▸ **Obiettivo**
Converti in una tabella Markdown con le colonne "n" e "Riga" tutte le righe dei dati, dalla riga che contiene "A teaching note to the class: indicate the soccer" fino alla fine dei dati. Numera le righe nella colonna "n" e tralascia quelle vuote.

::: Dati forniti

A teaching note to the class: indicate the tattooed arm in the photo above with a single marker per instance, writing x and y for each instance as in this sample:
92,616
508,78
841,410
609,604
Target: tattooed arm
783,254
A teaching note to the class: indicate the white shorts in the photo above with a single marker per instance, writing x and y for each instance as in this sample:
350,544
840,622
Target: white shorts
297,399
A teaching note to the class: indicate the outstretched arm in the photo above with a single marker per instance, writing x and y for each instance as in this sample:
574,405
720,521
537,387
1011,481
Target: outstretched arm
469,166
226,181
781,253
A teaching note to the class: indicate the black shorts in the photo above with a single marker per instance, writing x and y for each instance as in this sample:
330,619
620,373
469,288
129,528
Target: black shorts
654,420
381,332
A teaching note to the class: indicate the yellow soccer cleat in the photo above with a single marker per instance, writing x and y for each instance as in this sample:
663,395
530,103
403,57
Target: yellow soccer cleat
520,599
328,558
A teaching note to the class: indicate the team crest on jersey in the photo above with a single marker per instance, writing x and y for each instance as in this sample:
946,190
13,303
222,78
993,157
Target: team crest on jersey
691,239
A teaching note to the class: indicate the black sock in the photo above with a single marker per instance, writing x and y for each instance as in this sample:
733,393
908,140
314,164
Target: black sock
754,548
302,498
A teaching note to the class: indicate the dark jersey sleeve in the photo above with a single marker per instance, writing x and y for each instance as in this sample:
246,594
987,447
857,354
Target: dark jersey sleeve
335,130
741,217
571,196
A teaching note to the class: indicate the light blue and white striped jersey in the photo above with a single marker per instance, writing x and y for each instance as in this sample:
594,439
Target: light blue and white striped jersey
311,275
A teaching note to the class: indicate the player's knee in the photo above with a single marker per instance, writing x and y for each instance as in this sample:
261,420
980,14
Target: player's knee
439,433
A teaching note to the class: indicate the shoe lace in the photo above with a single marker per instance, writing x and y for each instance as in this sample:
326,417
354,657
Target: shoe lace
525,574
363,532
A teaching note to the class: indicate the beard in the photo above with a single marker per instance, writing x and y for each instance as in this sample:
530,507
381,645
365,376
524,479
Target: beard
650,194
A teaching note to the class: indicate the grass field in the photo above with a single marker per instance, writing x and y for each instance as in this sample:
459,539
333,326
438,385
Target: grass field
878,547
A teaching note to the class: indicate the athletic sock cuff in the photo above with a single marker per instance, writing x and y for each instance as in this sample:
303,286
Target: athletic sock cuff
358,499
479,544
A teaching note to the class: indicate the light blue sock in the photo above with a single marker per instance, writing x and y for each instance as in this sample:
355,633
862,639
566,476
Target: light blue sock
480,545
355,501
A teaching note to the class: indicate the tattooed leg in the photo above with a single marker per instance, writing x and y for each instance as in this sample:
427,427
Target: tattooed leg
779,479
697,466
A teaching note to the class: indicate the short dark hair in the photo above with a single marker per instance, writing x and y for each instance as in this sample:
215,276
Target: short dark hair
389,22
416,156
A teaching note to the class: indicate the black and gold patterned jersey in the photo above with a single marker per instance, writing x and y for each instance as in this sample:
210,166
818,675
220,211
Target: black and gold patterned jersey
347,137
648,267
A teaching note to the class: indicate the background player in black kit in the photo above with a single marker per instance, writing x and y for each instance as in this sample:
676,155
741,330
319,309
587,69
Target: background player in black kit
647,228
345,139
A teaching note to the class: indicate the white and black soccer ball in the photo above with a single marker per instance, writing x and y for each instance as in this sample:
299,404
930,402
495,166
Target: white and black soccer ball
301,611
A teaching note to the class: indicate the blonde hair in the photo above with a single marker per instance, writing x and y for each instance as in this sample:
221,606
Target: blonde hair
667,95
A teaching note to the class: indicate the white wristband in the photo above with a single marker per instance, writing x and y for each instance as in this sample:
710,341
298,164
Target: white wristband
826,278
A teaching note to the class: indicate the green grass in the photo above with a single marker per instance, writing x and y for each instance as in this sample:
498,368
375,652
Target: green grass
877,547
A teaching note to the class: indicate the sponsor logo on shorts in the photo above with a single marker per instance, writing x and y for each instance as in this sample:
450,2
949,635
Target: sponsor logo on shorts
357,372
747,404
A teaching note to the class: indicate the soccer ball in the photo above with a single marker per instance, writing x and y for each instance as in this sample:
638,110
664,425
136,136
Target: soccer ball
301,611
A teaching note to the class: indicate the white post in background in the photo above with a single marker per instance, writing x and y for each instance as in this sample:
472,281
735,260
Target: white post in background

::::::

▸ **Risposta scritta**
| n | Riga |
|---|---|
| 1 | A teaching note to the class: indicate the soccer ball in the photo above with a single marker per instance, writing x and y for each instance as in this sample: |
| 2 | 638,110 |
| 3 | 664,425 |
| 4 | 136,136 |
| 5 | Target: soccer ball |
| 6 | 301,611 |
| 7 | A teaching note to the class: indicate the white post in background in the photo above with a single marker per instance, writing x and y for each instance as in this sample: |
| 8 | 472,281 |
| 9 | 735,260 |
| 10 | Target: white post in background |